Scattered Showers for Labor Day 2001

Job losses, falling wages hit many states

by Edith Rasell and Yvon Pho

After 10 years of growth, the U.S. economy has faltered. In 2000, the economy gained 2.84 million jobs; by contrast, between March and June 2001 it shed 217,000 jobs. The sizable job declines of 165,000 in April and 93,000 in June are the largest monthly drops since the recession of the early 1990s. The unemployment rate, which usually increases relatively late in a slowdown, has already risen to 4.5% from 3.9% in the last eight months.

The change in the economic climate is having disparate impacts in states and regions across the country, and thus some are experiencing more economic problems than the national numbers may indicate. A state-by-state comparison shows:

  • Employment growth has slowed in 38 states, located mostly in the eastern half of the U.S.
  • The Midwest (Indiana, Michigan, and North Dakota) and several Southern and border states (Arkansas, Delaware, Maryland, Mississippi, and Alabama), plus Maine and Idaho have been hardest hit in terms of job and wage declines.
  • Manufacturing employment has been declining since its business-cycle peak in April 1998. Manufacturing job losses intensified in the second half of 2000 and early 2001 in the Midwest (Michigan, Minnesota, Wisconsin, Indiana, Ohio, Missouri, and South Dakota) and the South (Georgia, Arkansas, Mississippi, Kentucky, Tennessee, Virginia, Maryland, West Virginia, and Delaware). New Jersey and Maine have been hard hit in the Northeast, and Alaska, Idaho, and Montana have suffered accelerating manufacturing job losses in the West.

* Problem set:
A – Can you reproduce, word for word, the part of the Labor Day 2001 report that opens with the words containing "The change in" and closes with "and wage declines."?
B – Will you transcribe the lines of the listing verbatim, starting with the line containing "Autonomous forklift vision pipeline — detect the sunglasses" and ending with the line containing "457,286,475,305", both lines included?

* Input:
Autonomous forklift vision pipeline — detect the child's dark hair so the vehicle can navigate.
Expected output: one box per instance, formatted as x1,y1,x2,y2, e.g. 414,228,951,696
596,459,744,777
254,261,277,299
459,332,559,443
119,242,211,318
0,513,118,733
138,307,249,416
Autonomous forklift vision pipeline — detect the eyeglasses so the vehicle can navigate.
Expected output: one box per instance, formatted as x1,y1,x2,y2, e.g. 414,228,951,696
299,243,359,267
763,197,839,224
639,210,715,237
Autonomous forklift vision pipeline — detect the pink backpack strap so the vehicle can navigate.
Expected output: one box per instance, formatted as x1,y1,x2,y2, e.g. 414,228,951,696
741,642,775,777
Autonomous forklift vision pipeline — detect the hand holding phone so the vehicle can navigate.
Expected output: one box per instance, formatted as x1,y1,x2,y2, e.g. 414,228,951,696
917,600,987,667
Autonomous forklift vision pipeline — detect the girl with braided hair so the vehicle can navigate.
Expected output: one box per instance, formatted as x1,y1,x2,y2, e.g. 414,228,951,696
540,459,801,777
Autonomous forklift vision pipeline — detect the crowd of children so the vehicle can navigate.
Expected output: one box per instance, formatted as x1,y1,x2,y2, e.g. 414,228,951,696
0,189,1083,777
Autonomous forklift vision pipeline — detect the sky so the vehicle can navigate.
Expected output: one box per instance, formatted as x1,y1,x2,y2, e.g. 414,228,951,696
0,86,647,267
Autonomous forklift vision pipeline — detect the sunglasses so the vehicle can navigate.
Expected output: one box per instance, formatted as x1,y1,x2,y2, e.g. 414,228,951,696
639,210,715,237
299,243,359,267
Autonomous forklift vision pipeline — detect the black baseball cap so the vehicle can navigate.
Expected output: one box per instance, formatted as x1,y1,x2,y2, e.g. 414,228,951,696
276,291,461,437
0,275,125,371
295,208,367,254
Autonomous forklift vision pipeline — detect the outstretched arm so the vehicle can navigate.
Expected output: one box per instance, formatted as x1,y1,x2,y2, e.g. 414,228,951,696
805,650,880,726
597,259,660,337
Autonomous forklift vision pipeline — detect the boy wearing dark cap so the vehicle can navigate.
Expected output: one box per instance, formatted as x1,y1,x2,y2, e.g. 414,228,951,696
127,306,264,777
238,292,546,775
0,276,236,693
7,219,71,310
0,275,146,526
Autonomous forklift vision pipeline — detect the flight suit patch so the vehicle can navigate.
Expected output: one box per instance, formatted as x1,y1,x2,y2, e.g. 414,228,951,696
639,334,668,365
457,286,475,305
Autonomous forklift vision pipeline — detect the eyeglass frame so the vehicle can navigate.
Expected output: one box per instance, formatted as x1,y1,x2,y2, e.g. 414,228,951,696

* Answers to the tasks:
A –
The change in the economic climate is having disparate impacts in states and regions across the country, and thus some are experiencing more economic problems than the national numbers may indicate. A state-by-state comparison shows:

  • Employment growth has slowed in 38 states, located mostly in the eastern half of the U.S.
  • The Midwest (Indiana, Michigan, and North Dakota) and several Southern and border states (Arkansas, Delaware, Maryland, Mississippi, and Alabama), plus Maine and Idaho have been hardest hit in terms of job and wage declines.

B –
Autonomous forklift vision pipeline — detect the sunglasses so the vehicle can navigate.
Expected output: one box per instance, formatted as x1,y1,x2,y2, e.g. 414,228,951,696
639,210,715,237
299,243,359,267
Autonomous forklift vision pipeline — detect the black baseball cap so the vehicle can navigate.
Expected output: one box per instance, formatted as x1,y1,x2,y2, e.g. 414,228,951,696
276,291,461,437
0,275,125,371
295,208,367,254
Autonomous forklift vision pipeline — detect the outstretched arm so the vehicle can navigate.
Expected output: one box per instance, formatted as x1,y1,x2,y2, e.g. 414,228,951,696
805,650,880,726
597,259,660,337
Autonomous forklift vision pipeline — detect the boy wearing dark cap so the vehicle can navigate.
Expected output: one box per instance, formatted as x1,y1,x2,y2, e.g. 414,228,951,696
127,306,264,777
238,292,546,775
0,276,236,693
7,219,71,310
0,275,146,526
Autonomous forklift vision pipeline — detect the flight suit patch so the vehicle can navigate.
Expected output: one box per instance, formatted as x1,y1,x2,y2, e.g. 414,228,951,696
639,334,668,365
457,286,475,305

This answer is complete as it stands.